_Teks dokumen:_
##############################

Minggu, 25 Agustus 2019 Reporter: Rudi Hermawan Editor: Andry 2202
(Foto: Mochamad Tresna Suheryanto)
Pemerintah Provinsi DKI Jakarta melalui Dinas Kehutanan Provinsi DKI Jakarta menggandeng Pakar Geologi Universitas Indonesia untuk bersama menegaskan bahwa instalasi Gabion yang terletak di Bundaran HI tidak menggunakan terumbu karang.
Penegasan ini juga sebagai jawaban atas polemik yang berkembang terkait penggunaan batu terumbu karang yang menjadi elemen Gabion.
Kepala Dinas Kehutanan Provinsi DKI Jakarta, Suzi Marsitawati menyampaikan batuan yang digunakan pada ornamen instalasi Gabion merupakan batu gamping, yakni batu karang yang sudah mati dan berusia jutaan tahun.

##############################

_Cara mengerjakan:_
Tuliskan ulang secara persis bagian teks tentang instalasi Gabion di Bundaran HI, mulai dari "Minggu, 25 Agustus" sampai dengan "menjadi elemen Gabion.". Data yang menyusul merupakan bahan tersendiri yang tidak berkaitan dengan teks tentang instalasi Gabion.

_Data tersedia:_
##############################

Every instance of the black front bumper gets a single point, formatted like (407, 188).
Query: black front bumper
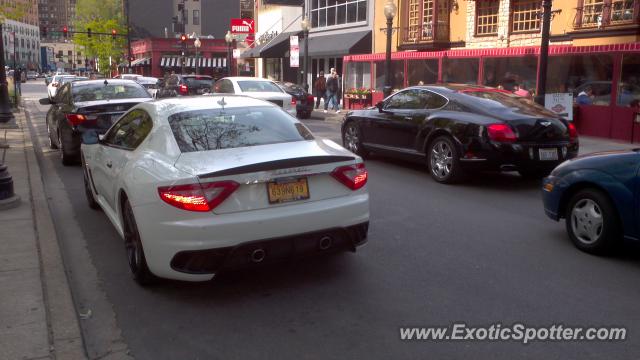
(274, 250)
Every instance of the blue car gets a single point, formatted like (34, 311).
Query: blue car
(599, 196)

##############################

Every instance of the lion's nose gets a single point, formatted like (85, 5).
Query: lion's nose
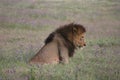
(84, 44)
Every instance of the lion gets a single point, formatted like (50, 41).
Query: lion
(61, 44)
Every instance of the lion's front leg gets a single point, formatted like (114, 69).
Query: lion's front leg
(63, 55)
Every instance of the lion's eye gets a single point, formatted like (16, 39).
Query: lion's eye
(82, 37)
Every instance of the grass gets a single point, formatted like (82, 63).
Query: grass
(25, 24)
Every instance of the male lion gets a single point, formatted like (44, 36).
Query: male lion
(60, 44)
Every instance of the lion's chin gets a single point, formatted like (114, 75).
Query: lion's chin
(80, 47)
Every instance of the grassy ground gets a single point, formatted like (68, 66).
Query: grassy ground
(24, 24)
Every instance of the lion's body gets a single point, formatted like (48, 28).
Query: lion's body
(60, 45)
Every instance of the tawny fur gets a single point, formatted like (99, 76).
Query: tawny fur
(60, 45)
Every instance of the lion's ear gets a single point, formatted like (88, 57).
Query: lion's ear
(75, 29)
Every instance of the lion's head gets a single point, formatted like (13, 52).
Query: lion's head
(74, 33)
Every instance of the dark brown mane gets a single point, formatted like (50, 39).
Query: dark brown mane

##############################

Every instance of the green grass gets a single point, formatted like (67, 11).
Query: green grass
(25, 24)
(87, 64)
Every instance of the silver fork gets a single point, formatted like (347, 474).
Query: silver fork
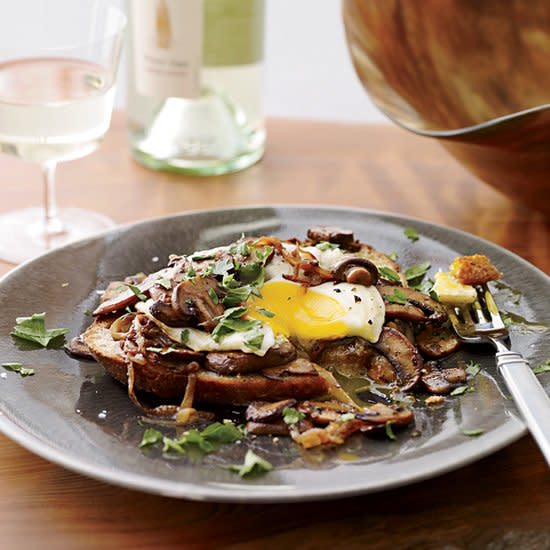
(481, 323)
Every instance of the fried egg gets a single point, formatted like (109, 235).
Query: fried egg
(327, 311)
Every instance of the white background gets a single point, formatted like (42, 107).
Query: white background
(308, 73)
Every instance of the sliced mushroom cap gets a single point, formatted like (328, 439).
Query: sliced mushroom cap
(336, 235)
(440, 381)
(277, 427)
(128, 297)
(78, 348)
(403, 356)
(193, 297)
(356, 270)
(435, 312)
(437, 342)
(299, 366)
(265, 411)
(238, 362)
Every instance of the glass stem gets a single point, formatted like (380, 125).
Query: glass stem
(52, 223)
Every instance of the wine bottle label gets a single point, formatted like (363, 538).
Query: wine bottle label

##############################

_Hasil pengerjaan:_
Minggu, 25 Agustus 2019 Reporter: Rudi Hermawan Editor: Andry 2202
(Foto: Mochamad Tresna Suheryanto)
Pemerintah Provinsi DKI Jakarta melalui Dinas Kehutanan Provinsi DKI Jakarta menggandeng Pakar Geologi Universitas Indonesia untuk bersama menegaskan bahwa instalasi Gabion yang terletak di Bundaran HI tidak menggunakan terumbu karang.
Penegasan ini juga sebagai jawaban atas polemik yang berkembang terkait penggunaan batu terumbu karang yang menjadi elemen Gabion.